Task requirements >>
Please edit the records between the lines holding "Target: white wing patch" and "(1034, 648)", inclusive, replacing "patch" with "spot" and leaving everything else unchanged. Give back only those lines.

[Records from a point labeling set]
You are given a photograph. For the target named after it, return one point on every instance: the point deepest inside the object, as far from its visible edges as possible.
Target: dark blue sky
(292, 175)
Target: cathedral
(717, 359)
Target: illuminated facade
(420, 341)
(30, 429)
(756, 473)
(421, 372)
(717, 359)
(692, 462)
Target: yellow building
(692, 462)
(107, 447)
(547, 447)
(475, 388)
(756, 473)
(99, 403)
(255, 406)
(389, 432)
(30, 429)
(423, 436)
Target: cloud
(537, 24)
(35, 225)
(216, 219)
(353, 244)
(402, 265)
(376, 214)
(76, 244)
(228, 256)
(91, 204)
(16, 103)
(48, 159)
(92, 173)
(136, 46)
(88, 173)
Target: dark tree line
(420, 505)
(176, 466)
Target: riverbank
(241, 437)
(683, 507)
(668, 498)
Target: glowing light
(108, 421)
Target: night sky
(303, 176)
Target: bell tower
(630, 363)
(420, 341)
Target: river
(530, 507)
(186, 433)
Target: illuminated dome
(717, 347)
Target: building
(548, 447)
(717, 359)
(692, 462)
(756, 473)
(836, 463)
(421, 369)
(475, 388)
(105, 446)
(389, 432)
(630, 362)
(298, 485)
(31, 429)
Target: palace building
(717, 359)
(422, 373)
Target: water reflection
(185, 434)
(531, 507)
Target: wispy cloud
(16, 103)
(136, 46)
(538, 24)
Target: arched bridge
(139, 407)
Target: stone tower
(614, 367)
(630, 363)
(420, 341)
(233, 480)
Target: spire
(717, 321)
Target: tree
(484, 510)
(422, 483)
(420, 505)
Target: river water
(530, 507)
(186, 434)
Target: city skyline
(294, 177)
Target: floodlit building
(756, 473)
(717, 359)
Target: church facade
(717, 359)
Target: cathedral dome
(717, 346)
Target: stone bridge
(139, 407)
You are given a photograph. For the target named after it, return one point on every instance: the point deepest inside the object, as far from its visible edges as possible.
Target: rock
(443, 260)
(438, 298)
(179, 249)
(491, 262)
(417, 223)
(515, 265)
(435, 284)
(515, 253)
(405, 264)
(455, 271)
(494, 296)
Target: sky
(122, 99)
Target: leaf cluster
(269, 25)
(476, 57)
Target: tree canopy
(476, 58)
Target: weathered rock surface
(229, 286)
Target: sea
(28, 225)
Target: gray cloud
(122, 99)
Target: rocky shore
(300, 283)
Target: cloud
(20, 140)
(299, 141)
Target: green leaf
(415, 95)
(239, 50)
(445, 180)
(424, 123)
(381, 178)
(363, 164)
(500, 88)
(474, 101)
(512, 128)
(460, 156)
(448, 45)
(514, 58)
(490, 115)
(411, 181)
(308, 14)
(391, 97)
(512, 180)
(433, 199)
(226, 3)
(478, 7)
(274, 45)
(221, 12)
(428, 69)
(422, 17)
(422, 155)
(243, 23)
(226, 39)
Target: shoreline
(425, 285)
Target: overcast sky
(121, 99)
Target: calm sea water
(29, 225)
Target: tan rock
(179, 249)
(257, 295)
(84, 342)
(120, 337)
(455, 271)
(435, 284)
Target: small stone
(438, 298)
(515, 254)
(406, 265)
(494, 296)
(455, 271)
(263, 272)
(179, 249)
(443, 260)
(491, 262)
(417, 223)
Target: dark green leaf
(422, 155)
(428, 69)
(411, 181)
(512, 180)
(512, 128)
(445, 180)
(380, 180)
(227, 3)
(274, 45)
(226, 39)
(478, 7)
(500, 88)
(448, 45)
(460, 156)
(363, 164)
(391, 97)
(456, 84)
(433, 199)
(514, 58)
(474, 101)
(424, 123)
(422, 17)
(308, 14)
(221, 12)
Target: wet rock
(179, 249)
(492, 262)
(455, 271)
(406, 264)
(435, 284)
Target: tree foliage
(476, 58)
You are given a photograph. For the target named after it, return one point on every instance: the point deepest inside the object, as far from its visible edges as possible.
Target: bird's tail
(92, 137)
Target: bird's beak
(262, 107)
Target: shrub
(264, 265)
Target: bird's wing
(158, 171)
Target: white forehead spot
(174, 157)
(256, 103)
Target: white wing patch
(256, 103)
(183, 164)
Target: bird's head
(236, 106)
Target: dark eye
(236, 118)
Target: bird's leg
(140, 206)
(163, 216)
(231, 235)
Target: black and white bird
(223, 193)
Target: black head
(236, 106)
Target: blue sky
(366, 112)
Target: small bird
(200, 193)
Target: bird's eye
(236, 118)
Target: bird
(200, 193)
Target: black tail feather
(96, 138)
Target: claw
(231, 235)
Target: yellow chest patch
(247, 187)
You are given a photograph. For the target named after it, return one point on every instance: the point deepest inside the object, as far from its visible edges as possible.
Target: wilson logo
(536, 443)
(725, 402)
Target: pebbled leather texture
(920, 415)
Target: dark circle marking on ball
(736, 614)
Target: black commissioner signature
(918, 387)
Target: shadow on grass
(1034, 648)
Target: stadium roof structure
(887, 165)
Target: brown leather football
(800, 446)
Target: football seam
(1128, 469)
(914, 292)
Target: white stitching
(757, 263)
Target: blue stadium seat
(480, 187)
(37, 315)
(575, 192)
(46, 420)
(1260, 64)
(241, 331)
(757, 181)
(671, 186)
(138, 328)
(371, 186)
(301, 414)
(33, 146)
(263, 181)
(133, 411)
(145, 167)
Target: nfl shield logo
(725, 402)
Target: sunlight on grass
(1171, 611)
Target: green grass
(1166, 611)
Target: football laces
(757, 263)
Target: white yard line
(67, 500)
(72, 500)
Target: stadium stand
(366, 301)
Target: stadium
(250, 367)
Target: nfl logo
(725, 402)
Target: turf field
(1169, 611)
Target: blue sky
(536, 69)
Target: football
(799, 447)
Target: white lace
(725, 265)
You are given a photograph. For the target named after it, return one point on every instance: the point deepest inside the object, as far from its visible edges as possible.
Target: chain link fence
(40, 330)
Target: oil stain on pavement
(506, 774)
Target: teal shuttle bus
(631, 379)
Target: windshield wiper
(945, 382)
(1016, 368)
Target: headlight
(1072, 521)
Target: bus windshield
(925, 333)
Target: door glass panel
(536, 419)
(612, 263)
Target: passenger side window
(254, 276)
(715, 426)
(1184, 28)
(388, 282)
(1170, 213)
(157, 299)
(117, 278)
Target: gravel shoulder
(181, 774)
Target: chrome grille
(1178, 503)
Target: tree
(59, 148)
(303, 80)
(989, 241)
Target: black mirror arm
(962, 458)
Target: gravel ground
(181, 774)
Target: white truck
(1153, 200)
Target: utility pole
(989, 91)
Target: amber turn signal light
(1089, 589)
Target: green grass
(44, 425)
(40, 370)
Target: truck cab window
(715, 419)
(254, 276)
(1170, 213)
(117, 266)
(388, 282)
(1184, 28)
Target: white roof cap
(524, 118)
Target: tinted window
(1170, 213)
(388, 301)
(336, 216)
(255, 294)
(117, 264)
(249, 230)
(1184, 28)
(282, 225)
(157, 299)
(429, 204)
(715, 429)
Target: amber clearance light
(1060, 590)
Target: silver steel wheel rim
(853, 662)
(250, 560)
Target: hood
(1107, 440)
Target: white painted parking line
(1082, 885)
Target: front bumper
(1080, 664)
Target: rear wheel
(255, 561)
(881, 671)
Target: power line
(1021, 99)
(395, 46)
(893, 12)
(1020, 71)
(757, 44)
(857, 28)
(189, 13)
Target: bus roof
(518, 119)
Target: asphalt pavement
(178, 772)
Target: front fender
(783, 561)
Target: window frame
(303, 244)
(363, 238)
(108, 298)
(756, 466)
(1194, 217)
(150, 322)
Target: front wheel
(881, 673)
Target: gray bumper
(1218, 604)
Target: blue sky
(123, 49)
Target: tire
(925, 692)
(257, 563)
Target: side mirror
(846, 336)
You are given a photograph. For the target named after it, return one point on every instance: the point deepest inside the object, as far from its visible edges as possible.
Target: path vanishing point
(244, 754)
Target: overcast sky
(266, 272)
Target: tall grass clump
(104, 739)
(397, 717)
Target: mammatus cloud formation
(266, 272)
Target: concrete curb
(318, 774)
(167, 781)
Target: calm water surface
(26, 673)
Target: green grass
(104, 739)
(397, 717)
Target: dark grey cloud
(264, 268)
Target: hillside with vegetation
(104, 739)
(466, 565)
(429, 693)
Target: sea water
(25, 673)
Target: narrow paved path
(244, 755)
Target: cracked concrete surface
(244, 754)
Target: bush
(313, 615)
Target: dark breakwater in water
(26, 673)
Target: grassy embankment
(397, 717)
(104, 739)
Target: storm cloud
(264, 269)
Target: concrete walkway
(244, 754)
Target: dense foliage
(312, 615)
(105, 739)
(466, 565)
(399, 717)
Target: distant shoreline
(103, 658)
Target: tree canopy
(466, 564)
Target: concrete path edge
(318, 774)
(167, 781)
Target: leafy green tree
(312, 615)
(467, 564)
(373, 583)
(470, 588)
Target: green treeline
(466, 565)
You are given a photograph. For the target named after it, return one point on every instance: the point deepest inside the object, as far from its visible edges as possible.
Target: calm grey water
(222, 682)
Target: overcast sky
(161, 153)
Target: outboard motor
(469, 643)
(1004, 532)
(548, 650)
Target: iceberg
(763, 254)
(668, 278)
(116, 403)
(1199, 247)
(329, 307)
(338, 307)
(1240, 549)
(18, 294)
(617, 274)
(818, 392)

Task result >>
Target: white wing spot
(256, 103)
(183, 164)
Target: bird's head
(236, 106)
Target: dark eye
(236, 118)
Target: bird's leg
(140, 206)
(163, 216)
(231, 235)
Target: black and white bird
(223, 193)
Target: black head
(236, 106)
Target: blue sky
(366, 112)
Target: small bird
(200, 193)
Target: bird's eye
(236, 118)
Target: bird
(200, 193)
Target: black tail feather
(96, 138)
Target: claw
(231, 235)
Target: yellow chest spot
(247, 187)
You are given a photograph. For the target named after it, return one point on every instance: the point deepest inside the object, as far from its visible edges as possible.
Target: wilson logo
(536, 443)
(725, 402)
Target: pebbled leather texture
(920, 415)
Target: dark circle marking on ball
(736, 614)
Target: black commissioner signature
(918, 387)
Target: shadow on grass
(1034, 648)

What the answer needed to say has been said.